▸ What is needed
Please convert the lines of the listing below, from the line with "Note: for every instance of the red banner" up to and including the line with "[[492, 306], [995, 101]]", into a JSON list of strings with one string per line, leaving out blank lines.

▸ Input data

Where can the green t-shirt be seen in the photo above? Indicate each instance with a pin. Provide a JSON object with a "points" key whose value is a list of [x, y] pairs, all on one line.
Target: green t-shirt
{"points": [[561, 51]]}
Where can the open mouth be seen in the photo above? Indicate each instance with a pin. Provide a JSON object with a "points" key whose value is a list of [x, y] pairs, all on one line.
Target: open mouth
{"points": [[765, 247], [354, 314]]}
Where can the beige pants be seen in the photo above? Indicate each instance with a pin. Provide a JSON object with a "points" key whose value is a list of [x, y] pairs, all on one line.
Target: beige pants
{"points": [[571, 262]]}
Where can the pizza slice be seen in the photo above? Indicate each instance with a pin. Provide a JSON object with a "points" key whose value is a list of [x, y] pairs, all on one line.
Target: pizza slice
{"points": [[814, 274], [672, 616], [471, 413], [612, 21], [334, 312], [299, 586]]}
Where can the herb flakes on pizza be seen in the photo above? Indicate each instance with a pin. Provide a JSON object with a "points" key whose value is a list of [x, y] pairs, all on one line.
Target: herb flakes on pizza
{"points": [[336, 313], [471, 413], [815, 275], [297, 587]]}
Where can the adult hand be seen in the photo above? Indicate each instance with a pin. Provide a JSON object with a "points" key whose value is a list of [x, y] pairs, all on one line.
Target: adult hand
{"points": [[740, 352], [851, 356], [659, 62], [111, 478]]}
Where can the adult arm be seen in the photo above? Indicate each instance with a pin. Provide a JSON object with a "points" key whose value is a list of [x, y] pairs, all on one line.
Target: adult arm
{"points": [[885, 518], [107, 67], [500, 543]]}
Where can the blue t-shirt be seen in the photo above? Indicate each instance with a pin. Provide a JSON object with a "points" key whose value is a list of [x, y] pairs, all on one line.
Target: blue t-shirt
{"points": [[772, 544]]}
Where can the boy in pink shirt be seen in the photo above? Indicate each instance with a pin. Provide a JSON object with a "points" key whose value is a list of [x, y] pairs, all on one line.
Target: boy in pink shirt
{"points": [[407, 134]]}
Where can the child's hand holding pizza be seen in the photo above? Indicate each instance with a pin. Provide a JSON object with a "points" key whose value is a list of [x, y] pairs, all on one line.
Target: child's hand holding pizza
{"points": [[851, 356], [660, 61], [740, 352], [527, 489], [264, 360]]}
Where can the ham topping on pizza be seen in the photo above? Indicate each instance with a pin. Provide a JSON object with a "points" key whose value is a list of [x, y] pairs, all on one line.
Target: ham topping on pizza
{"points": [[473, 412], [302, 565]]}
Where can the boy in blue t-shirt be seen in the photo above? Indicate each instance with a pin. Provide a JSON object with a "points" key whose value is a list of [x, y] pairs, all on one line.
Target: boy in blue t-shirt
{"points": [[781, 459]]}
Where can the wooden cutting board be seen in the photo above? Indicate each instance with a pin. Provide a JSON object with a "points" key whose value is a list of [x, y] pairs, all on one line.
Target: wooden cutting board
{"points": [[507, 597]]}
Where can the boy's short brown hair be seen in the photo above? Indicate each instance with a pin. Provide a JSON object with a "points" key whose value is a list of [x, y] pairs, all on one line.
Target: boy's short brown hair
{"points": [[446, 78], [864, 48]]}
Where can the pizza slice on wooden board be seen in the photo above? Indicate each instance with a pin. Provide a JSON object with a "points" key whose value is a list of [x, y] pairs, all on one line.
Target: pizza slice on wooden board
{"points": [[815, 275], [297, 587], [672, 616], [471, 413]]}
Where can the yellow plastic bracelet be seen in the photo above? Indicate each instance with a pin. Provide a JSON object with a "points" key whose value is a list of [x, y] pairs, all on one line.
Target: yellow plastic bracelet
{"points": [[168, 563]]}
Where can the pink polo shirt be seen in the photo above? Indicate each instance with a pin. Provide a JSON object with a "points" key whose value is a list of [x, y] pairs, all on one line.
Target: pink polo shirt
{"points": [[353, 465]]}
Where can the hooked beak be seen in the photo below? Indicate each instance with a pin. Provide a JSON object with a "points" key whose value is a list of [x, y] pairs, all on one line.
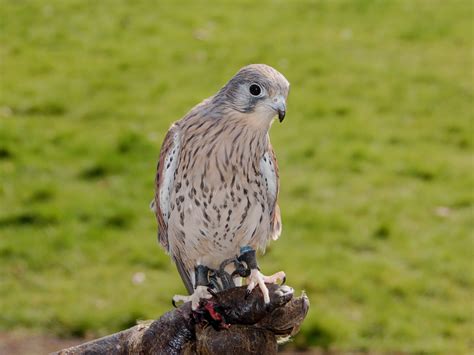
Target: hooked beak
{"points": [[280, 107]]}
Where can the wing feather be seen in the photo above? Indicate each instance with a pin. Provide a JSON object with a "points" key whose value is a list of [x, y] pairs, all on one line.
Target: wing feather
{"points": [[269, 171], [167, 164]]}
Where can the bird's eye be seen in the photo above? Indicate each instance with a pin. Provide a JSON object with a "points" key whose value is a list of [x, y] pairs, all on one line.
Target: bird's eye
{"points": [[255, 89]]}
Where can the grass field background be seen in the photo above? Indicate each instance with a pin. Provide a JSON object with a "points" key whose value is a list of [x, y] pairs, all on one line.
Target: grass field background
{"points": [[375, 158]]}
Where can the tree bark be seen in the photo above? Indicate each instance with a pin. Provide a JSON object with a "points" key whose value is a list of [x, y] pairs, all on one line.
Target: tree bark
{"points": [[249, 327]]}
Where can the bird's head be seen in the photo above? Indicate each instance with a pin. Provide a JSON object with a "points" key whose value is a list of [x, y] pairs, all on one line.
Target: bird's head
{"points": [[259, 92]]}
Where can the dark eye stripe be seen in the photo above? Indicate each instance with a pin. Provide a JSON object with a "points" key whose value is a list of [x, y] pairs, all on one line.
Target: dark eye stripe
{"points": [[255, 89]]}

...

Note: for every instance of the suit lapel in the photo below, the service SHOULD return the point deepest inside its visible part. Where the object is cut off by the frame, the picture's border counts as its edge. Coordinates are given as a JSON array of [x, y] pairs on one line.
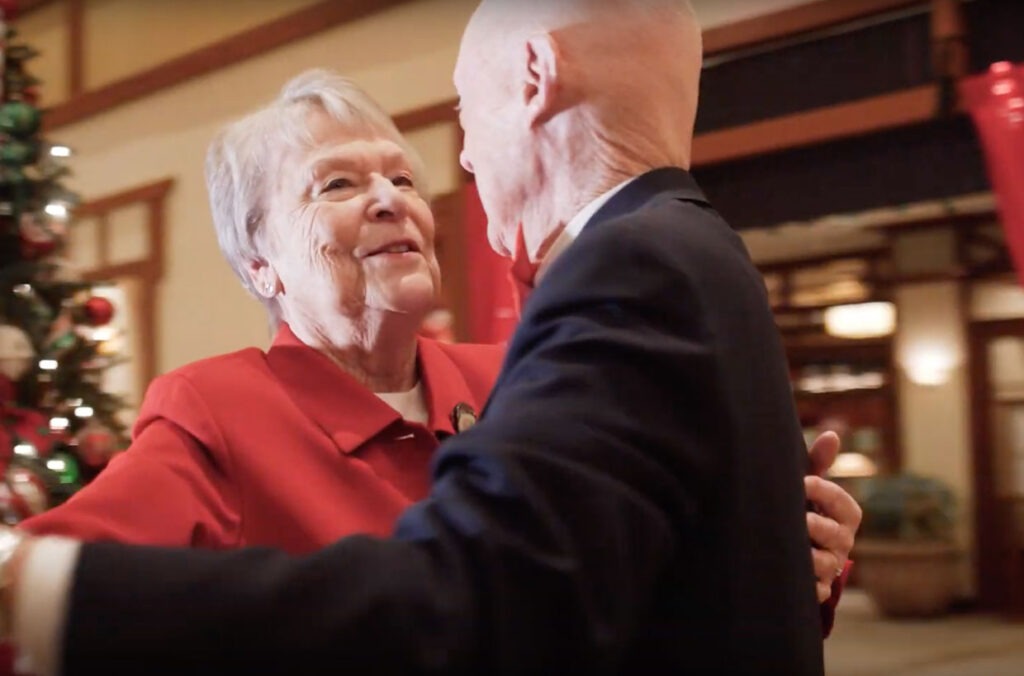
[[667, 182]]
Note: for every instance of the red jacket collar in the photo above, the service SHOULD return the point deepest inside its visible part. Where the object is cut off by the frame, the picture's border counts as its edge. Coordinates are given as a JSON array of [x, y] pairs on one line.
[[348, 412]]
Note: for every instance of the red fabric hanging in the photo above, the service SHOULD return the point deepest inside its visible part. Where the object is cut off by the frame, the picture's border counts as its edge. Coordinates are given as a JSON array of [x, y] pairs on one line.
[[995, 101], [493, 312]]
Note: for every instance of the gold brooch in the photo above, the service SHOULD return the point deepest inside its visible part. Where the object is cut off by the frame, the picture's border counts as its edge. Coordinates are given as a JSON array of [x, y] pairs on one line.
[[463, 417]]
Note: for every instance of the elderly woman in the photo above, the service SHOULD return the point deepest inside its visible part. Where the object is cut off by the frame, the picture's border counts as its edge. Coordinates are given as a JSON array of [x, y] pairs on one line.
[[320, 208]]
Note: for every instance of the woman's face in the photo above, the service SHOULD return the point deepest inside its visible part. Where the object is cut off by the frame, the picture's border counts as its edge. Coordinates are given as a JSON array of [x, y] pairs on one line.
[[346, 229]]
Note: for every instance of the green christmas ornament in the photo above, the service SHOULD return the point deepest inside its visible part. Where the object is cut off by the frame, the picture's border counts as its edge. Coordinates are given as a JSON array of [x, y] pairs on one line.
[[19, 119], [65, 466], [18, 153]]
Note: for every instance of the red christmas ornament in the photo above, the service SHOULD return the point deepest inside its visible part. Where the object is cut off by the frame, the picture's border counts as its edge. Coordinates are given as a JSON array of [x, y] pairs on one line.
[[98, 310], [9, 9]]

...

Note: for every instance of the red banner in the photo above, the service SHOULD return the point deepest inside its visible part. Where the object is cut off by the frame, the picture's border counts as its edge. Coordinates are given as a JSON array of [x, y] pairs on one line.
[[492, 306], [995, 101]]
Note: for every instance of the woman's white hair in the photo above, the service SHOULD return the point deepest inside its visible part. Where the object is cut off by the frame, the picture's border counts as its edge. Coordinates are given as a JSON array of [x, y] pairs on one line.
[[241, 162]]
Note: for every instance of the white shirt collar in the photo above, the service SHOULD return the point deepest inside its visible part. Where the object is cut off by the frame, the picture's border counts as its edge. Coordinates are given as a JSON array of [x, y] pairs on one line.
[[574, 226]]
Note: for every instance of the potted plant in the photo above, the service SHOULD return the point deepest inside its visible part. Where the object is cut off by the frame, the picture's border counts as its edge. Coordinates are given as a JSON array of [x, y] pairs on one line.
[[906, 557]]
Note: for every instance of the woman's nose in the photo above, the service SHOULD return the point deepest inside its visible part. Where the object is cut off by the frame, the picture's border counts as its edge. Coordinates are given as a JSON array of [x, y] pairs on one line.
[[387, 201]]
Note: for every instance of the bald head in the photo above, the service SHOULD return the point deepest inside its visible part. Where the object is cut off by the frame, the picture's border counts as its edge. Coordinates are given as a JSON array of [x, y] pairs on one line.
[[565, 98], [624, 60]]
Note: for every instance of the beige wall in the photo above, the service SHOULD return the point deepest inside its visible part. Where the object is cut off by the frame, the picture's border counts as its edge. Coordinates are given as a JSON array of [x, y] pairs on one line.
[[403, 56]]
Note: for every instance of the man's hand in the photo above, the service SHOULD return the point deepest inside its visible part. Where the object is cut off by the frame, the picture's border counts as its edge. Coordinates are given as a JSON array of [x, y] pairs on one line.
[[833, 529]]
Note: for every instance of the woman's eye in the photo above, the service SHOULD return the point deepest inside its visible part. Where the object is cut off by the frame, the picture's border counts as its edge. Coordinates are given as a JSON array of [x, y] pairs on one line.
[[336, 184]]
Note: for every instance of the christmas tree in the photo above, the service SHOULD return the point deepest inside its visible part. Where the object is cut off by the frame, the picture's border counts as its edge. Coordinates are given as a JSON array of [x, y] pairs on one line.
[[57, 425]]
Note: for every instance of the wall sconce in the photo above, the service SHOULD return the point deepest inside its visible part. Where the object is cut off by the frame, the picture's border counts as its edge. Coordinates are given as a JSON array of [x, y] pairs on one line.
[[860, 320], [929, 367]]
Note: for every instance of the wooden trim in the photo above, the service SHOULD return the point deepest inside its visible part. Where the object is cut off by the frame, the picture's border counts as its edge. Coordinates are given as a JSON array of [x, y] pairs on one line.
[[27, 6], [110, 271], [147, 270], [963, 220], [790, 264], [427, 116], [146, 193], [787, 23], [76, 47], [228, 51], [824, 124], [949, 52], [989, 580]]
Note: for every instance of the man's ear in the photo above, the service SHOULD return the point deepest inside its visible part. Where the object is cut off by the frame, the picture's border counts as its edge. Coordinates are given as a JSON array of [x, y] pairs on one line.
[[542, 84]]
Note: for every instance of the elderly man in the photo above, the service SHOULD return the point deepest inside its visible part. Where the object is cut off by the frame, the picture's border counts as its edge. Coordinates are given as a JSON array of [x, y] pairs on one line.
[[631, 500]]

▸ Task output
[
  "Note: for every instance of the red banner in the photo above, the service SHOULD return the point deepest inside its visible part. Where the object is cut off by the frame, the picture's border counts as its edge. Coordinates are given as a JSON array of [x, y] pairs on one line.",
  "[[492, 306], [995, 101]]"
]